▶ _REQUIRED ACTION_
Using the data below, work out how many lines contain "locomotive", and report only that number.

Point localization data:
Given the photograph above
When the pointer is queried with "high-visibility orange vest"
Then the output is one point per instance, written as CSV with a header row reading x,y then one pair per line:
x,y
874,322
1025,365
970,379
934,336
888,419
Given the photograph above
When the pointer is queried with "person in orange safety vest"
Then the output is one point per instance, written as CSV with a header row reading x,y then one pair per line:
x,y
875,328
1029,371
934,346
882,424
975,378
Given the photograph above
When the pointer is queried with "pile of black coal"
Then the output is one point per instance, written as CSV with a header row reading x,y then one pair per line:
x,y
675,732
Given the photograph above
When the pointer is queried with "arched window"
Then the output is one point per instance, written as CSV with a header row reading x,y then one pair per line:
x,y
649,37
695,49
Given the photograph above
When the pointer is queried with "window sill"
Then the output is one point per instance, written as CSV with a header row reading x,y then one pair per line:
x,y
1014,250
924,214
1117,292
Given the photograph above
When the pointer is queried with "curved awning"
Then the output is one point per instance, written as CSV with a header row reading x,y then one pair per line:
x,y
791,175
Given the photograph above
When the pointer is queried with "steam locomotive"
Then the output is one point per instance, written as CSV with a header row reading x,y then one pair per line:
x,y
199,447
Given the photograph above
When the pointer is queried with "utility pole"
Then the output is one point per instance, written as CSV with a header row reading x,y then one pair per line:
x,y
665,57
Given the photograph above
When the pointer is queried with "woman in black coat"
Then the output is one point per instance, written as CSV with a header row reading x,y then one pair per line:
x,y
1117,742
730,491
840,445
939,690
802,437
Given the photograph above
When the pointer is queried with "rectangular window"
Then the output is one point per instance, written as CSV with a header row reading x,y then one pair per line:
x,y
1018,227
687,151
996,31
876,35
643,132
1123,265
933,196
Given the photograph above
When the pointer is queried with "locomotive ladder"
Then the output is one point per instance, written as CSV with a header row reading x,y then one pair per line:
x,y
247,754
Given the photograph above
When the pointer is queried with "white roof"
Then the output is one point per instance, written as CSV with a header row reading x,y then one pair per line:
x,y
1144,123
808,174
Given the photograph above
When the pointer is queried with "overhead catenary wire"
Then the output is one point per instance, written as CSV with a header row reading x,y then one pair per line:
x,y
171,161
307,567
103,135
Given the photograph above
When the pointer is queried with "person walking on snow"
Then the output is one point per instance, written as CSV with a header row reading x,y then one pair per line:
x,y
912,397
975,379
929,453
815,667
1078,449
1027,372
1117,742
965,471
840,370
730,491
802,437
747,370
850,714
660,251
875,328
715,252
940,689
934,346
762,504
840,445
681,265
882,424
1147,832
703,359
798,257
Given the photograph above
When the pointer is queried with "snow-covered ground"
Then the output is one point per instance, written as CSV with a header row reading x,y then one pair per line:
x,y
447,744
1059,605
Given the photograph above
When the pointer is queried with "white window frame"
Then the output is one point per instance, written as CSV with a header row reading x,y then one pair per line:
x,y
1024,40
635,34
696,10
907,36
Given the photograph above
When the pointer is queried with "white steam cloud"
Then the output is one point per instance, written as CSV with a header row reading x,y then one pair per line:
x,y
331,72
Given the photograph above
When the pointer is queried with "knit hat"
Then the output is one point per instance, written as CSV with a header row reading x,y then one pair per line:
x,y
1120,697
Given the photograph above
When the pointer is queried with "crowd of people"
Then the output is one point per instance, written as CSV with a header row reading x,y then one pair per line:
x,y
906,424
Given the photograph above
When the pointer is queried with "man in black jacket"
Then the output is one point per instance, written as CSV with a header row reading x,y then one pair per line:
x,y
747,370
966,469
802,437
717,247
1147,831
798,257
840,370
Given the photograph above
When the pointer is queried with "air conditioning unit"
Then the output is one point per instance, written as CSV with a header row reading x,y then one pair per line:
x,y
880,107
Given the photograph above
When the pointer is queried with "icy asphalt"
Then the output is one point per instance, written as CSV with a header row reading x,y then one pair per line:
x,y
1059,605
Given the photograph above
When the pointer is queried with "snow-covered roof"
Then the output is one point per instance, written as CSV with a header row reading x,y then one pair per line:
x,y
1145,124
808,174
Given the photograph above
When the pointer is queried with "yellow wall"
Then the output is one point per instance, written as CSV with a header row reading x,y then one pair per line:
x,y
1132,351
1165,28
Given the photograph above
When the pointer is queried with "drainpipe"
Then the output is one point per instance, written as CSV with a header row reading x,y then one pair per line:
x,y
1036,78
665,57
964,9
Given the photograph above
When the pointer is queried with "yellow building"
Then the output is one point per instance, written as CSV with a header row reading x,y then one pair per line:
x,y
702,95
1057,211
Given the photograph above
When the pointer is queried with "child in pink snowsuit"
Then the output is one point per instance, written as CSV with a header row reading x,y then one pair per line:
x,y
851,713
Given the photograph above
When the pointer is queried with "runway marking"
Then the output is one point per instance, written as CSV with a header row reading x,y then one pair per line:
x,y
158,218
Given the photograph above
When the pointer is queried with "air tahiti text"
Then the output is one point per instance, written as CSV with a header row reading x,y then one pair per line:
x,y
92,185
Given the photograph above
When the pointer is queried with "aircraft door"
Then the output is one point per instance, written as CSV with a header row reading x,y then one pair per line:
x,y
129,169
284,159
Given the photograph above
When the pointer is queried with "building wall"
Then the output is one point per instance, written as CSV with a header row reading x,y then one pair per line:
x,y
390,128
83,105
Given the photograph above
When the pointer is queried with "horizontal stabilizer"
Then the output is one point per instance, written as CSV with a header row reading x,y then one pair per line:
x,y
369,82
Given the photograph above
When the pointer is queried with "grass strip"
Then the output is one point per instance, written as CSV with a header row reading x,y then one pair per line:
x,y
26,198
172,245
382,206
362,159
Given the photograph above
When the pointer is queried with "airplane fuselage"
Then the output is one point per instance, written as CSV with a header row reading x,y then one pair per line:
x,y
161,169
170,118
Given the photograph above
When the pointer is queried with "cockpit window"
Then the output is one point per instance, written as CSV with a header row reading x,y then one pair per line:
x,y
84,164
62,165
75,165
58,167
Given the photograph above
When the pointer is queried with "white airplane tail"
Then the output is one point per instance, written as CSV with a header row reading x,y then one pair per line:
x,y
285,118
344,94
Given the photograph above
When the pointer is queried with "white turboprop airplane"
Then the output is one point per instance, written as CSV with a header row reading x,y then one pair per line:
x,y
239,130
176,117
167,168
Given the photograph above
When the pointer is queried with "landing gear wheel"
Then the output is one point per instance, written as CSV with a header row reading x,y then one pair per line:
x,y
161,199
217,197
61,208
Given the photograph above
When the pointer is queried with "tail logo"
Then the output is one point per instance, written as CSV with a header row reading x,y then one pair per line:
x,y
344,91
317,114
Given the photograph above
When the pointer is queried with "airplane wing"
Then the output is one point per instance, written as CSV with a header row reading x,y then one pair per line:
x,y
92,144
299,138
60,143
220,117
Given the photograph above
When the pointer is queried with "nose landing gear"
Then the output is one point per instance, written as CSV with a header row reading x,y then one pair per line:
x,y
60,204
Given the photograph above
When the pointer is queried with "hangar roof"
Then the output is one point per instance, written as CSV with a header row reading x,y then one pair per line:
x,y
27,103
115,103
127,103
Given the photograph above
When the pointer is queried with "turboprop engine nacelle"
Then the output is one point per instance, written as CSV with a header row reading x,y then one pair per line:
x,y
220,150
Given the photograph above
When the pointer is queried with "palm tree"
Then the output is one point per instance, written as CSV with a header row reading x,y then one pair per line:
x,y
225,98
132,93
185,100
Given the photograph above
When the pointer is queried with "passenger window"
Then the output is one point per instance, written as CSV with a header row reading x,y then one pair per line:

▶ _TASK RESULT_
2